### Your instructions
Return all of the data below line for line and unchanged, leaving out the pictures.

### Records to process
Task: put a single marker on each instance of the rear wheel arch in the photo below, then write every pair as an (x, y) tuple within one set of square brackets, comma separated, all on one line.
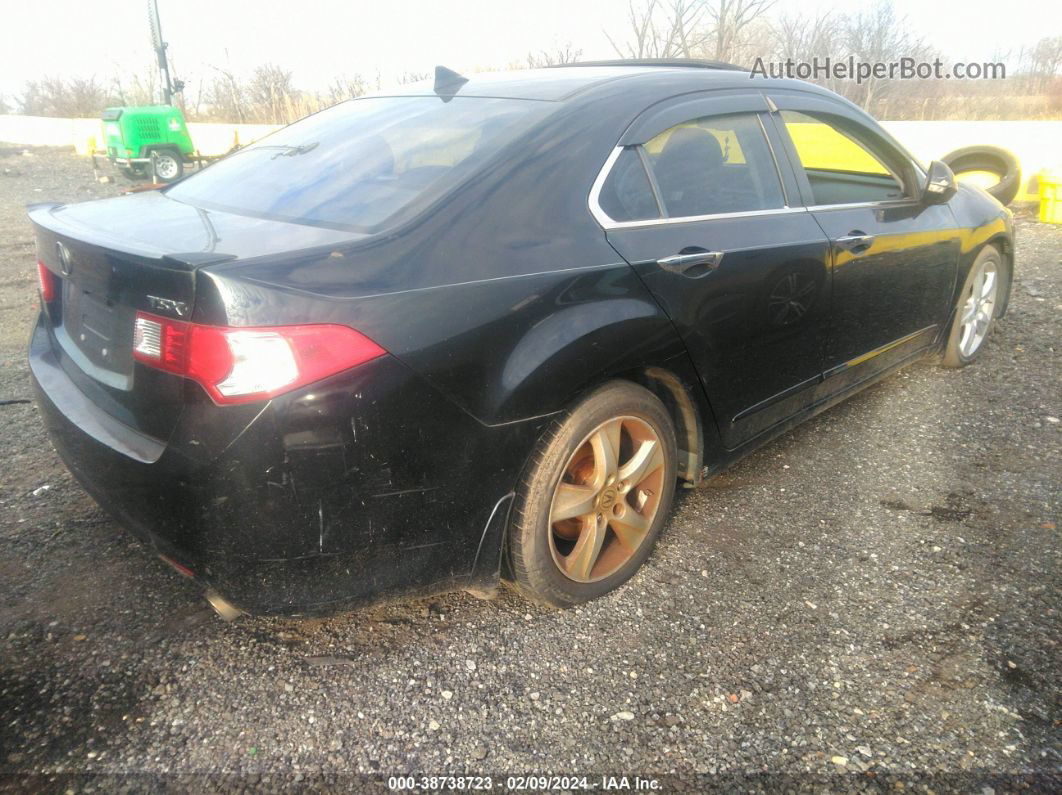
[(687, 417)]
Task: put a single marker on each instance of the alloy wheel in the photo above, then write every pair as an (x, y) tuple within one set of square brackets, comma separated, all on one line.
[(607, 498), (978, 310)]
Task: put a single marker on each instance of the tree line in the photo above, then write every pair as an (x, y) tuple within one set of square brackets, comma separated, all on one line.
[(739, 32)]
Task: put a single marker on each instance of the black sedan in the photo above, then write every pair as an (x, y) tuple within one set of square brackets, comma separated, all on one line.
[(476, 332)]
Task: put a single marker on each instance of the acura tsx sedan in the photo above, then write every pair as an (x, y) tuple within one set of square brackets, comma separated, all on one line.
[(477, 331)]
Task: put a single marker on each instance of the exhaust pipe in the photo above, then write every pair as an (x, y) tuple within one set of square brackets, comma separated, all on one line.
[(223, 607)]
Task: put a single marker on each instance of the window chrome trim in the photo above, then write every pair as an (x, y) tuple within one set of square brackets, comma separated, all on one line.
[(774, 159), (906, 202), (607, 223)]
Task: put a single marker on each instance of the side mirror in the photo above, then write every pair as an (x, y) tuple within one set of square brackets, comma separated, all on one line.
[(940, 184)]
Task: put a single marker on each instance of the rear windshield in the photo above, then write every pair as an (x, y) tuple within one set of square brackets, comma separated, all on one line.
[(361, 163)]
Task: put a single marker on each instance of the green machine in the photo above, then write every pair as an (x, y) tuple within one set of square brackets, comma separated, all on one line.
[(150, 140)]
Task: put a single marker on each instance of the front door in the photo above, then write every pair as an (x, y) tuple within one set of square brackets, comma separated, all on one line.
[(893, 258), (700, 209)]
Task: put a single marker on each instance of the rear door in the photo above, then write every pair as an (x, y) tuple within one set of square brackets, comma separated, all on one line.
[(893, 258), (695, 201)]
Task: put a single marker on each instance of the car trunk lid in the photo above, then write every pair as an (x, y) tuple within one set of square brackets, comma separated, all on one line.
[(113, 258)]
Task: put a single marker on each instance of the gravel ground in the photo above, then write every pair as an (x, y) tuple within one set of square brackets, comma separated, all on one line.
[(870, 601)]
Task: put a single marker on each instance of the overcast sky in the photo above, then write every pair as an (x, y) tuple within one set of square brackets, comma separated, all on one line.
[(319, 39)]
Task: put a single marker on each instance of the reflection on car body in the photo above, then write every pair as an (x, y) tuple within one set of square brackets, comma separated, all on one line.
[(476, 330)]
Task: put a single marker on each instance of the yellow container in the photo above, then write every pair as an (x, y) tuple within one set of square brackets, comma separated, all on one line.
[(1050, 196)]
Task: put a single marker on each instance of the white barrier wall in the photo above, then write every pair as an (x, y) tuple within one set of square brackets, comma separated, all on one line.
[(1038, 144), (39, 131)]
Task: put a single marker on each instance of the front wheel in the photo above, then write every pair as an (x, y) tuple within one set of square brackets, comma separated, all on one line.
[(979, 304), (595, 497)]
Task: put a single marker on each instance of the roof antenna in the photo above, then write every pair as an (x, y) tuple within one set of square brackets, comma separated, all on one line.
[(447, 83)]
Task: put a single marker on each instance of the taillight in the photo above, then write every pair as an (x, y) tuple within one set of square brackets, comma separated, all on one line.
[(237, 365), (47, 278)]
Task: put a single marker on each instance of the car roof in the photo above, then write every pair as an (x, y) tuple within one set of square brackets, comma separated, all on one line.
[(565, 82)]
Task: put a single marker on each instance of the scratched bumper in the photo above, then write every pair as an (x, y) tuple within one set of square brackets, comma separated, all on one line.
[(356, 488)]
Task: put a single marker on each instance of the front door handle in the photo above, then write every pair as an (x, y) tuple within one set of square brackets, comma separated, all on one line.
[(691, 263), (855, 241)]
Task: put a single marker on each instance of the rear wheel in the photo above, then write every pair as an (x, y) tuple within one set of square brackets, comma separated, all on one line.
[(978, 305), (595, 498), (168, 165)]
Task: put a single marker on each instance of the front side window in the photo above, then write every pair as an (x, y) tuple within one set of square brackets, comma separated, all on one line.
[(715, 165), (840, 168), (360, 163)]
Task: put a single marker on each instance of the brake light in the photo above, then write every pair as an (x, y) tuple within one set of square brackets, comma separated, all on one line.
[(47, 278), (237, 365)]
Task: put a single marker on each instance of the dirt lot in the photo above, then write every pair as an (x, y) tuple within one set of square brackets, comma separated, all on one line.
[(871, 600)]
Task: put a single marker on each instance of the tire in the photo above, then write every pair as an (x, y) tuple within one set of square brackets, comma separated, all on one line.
[(133, 173), (169, 165), (994, 160), (562, 563), (961, 349)]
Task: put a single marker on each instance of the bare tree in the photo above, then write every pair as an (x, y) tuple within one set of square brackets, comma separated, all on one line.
[(271, 94), (346, 88), (644, 41), (407, 78), (714, 29), (877, 35), (730, 20), (559, 55)]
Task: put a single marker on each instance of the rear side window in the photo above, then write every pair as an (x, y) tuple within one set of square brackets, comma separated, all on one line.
[(840, 168), (361, 163), (716, 165), (627, 194)]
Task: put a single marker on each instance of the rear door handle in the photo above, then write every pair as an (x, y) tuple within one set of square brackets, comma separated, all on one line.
[(692, 264), (855, 242)]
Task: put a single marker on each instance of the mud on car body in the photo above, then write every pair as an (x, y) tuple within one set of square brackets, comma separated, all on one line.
[(477, 330)]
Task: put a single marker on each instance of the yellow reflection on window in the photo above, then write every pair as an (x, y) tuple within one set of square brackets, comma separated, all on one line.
[(822, 148)]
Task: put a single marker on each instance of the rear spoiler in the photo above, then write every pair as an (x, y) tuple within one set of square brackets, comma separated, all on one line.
[(46, 214)]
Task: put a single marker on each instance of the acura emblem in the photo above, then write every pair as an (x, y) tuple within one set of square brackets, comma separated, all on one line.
[(66, 261)]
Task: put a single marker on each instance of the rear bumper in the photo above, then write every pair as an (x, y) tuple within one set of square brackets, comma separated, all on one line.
[(363, 486)]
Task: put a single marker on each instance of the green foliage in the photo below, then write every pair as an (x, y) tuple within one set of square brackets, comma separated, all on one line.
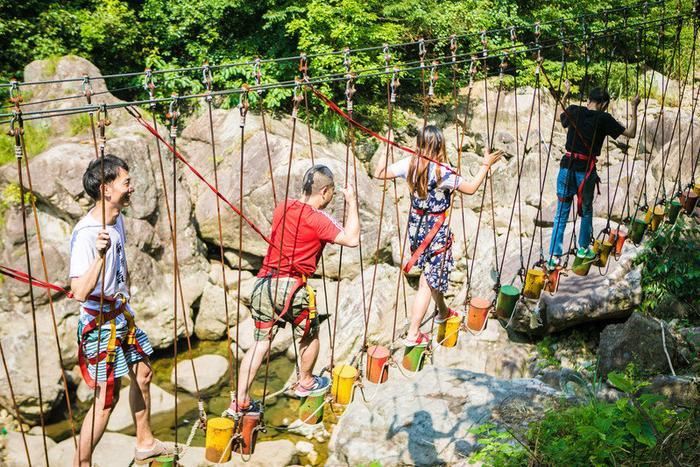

### Result
Task: put a single marker on each instance of the rear wheel arch in the photo below, then write every pair as an (x, y) tuple within one set of square brackets, comma separated, all on one line.
[(687, 417)]
Task: put a single marker on each instance of the alloy wheel in the photo above, then write every pair as an (x, y) tuple within one set of square brackets, comma separated, all on one line.
[(607, 498), (978, 310)]
Task: put a single marker on each instance of the tree line in the photo above, then write every pair as an (x, y) tuple within one set of square brackets, comma separated, all on one line.
[(739, 32)]
Task: put a single marker on each instance of the black sedan in the photo above, then write every pair as an (x, y) tuple within one set of square brackets, comma separated, all on one line.
[(476, 332)]
Task: put a single marker on each instance of the acura tsx sedan in the photo above, then write every pair as an (x, y) tuple within one set of square brackets, comma separated, all on one line.
[(477, 331)]
Task: put a single marker on each instance of the exhaust pipe in the photo above, then write every pair as an (x, y) tuple within one set of square brackets, comma separated, all on one line.
[(223, 607)]
Task: put a single marker on each instance of the window chrome trim in the photo above, then write every pair as an (x, y) tuple within one set of square brackets, comma separated, all on one line.
[(774, 159), (906, 202), (607, 223)]
Task: put a single marker on each instance of the side mirror in the photo above, then write every pair as an (x, y) tuple within one set of square brackets, comma separated, all on one line.
[(940, 184)]
Task: put a single marker on each instance of the rear windshield in the photo above, then write every pair as an (x, y) tuple within one set of square brackets, comma separated, all on one line.
[(361, 163)]
Task: put a single marker on each instance of the green machine in the photo above, then write every pair as an (x, y) tuple within one set of square brackets, comma separated, all on one line.
[(150, 140)]
Task: put a single marker on each instance of the front door in the photo above, then write every pair as an (x, y) tuple within one set of square brackets, comma separated, all on one line.
[(893, 258), (700, 209)]
Task: put a single marker on each instance of the rear door in the photo above, then write every pair as an (x, y) tuple within one set of square brackets, comma separated, all on one line.
[(893, 258), (695, 201)]
Task: put a single marker on each instance of the car trunk lid in the photo above, then write every pair as an (x, y) tuple within one set of square brackets, comma separated, all on one line.
[(113, 258)]
Task: put a single marker on each instance of the gravel ground in the photo above, then write every pair as an (x, y) tuple within one set of square brackets, comma separated, all on one line.
[(870, 601)]
Task: put a single marker on each instance of the overcast sky in the photo above, then write every pair as an (x, y) tuple within one set of square brackets, comma separated, all on one line.
[(319, 39)]
Task: put a single marker on each instance of the reflection on car body in the photo above, then write every pair as an (x, y) tuple within one set of square brackets, comma separated, all on one line.
[(476, 330)]
Task: put a single marker on each instance of the yellow container in the photo above, then write every pair as an (x, y) tuple within one set of square brackets, comma separated, all on one line.
[(1050, 196)]
Task: put a single marker on each instance of the white barrier wall in the photo above, then write every pair as an (x, y) tuple within one set of square brackets, comma separated, all on one line.
[(1038, 144), (39, 131)]
Task: put a single marker on each instance of the front wheel in the photo above, then write every pair as an (x, y) tuple within one set of square brackets, comma separated, all on one line.
[(979, 304), (595, 497)]
Task: put a single marker on each instance of the roof antenna in the photo above, then write every pair as an (x, y) tuple within one set of square brackets, comma separated, all on one line.
[(447, 83)]
Task: put a single marker on each instance of the taillight in the photo above, then write every pair as an (x, y) tuple within one set of square brackets, comma separated, all on one line.
[(237, 365), (47, 278)]
Task: put a single marker on each instance of the car roof in the photo above, then write every pair as an (x, y) tuple within one set of square brackets, comma separated, all on one line.
[(565, 82)]
Task: put a single marker on each instance of the scratched bumper in the photo above, then write every pair as an (x, y) tuple within one set of square brackets, comma separated, all on one line.
[(356, 488)]
Task: put a single marker on each instance of the front door handle in the photo above, then write every pair as an (x, y) tuple within one set of square brackets, comma separated, all on one line.
[(691, 263), (855, 241)]
Task: put a single marker on each instance of the rear wheel in the photo above, then write every pair as an (x, y) tuple within one set of square brackets, comma separated, all on one line.
[(978, 305), (595, 498), (168, 165)]
Task: put a single marker on each instance of the front side window in the photo above, then write every pair as an (x, y) tuple within one set of square brackets, comma separated, all on one line.
[(715, 165), (840, 168), (360, 163)]
Task: put a single marker on each instance of the brake light in the photo above, then write every pair as an (x, y) tuple within one set of square brackets, comma separated, all on one line.
[(47, 278), (237, 365)]
Task: put a single marker on each instance of the dirt lot in the photo above, then write every pair as an (x, y) tuple within one set of square brackets, comma separated, all on one line.
[(871, 600)]
Task: put a single marker on each instance of the tire in the photo above, then write every pair as an (x, y) tuple within one set of square brackets, comma separated, all on one line.
[(133, 173), (169, 165), (994, 160), (562, 563), (961, 349)]
Task: put a single marker on each instance of the bare tree in the photo above, then write every pair as an (x, y) tuple within one set of square brackets, comma separated, all on one line.
[(271, 94), (346, 88), (644, 41), (407, 78), (714, 29), (877, 35), (730, 20), (559, 55)]
Task: put a single marker on each instance of the rear side window in the photo above, then write every pair as an (x, y) tuple within one set of square brackets, comma separated, all on one line.
[(840, 168), (361, 163), (716, 165), (627, 194)]
Task: put a single marker on each instance of the rear door handle in the photo above, then write every pair as an (x, y) tuple within one set of square brackets, comma separated, all on one line.
[(692, 264), (855, 242)]
Task: put a single marker on each instance of the mud on car body in the photo above, then write every pair as an (x, y) tuple within one set of square brackets, comma separated, all on one line.
[(477, 330)]
Task: put a single marker on each instance of the yellow reflection on window in the photo above, then write every pair as an (x, y) tuple within one set of square brackets, comma separated, all on one line.
[(822, 148)]
Task: put a single marker on each instance of the rear spoiler in the photo above, then write every pair as an (x, y) tuple within one set of square brackets, comma separated, all on one line.
[(46, 214)]
Task: put a single marker on each instance of the acura emblem in the photo above, then write every pair as an (x, y) tuple within one set of square brackets, comma separated, all on one line.
[(66, 261)]
Task: put a single marker on each instance of the rear bumper in the photo above, then write every pair as an (x, y) tuple within one set of square brackets, comma separated, all on one line.
[(363, 486)]
Task: put a single marker on each instance of the green foliage in the photo below, then write every pair as an (x, y) tuple within one set of square brackets, comma separated, all on one line.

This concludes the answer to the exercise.